Stored data
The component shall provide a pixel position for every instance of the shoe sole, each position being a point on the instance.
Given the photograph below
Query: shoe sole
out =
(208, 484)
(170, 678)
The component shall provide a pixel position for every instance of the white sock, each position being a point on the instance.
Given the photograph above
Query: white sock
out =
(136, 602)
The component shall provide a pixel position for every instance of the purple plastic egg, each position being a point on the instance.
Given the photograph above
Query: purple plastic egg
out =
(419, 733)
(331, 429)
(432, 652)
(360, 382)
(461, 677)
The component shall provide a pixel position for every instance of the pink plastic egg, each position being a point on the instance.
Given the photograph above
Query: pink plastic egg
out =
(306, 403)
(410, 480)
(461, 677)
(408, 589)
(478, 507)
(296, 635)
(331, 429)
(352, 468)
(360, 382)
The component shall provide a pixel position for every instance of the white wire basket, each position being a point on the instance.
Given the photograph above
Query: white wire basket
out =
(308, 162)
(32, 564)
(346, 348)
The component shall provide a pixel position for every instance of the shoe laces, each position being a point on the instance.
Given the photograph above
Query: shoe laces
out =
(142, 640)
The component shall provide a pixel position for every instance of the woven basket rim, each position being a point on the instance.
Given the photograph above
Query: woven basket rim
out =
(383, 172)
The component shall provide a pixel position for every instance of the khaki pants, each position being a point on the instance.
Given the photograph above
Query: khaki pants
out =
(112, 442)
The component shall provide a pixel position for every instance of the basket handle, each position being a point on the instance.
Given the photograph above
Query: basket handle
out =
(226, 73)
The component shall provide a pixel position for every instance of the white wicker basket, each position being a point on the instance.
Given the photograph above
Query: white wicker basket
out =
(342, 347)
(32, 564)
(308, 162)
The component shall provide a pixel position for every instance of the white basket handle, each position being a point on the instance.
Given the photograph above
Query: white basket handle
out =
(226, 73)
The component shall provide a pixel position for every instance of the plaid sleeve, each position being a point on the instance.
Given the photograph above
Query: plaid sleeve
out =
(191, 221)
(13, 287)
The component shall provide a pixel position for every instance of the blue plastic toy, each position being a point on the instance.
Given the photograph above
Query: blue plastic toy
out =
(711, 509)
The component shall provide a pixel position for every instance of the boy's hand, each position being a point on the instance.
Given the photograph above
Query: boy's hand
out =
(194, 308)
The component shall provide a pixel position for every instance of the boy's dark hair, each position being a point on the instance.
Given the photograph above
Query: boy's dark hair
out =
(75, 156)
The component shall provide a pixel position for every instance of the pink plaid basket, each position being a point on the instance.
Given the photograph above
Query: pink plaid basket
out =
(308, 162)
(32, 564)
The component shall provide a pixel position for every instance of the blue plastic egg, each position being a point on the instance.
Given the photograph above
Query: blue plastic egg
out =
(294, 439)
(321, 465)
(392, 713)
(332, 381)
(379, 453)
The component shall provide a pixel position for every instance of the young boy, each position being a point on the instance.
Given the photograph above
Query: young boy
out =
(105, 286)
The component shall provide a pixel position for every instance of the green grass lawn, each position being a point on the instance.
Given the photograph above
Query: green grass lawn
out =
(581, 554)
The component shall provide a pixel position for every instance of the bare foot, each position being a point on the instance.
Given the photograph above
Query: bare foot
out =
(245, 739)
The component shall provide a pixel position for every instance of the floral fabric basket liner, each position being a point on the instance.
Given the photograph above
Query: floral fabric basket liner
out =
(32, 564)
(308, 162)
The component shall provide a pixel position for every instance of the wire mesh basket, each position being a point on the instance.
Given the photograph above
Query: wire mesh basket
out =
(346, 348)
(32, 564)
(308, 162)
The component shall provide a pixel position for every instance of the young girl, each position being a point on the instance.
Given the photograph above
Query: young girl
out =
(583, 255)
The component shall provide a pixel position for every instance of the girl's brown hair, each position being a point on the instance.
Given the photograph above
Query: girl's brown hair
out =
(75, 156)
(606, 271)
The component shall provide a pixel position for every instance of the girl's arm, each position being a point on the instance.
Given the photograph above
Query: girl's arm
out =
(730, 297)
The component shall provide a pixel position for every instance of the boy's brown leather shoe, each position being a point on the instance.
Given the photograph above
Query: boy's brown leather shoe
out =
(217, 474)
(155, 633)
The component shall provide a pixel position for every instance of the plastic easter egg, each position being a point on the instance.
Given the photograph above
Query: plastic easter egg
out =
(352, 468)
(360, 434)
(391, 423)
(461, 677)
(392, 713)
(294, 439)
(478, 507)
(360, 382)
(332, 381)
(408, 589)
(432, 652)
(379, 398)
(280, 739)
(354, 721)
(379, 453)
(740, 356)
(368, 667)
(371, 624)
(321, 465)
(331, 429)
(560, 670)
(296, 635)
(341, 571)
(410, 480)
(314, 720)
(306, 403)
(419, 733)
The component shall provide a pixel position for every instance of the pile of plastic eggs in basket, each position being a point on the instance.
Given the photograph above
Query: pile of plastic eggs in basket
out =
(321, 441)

WORK REQUIRED
Your answer should be the lines of the records that include the word "hair".

SOLUTION FOR THIS TASK
The component shall provide a pixel position for every instance of the boy's dark hair, each position being a point on the instance.
Query: boy's dark hair
The component shall provide a pixel position for every instance of the girl's brown hair, each position being a point on the instance.
Query: girl's brown hair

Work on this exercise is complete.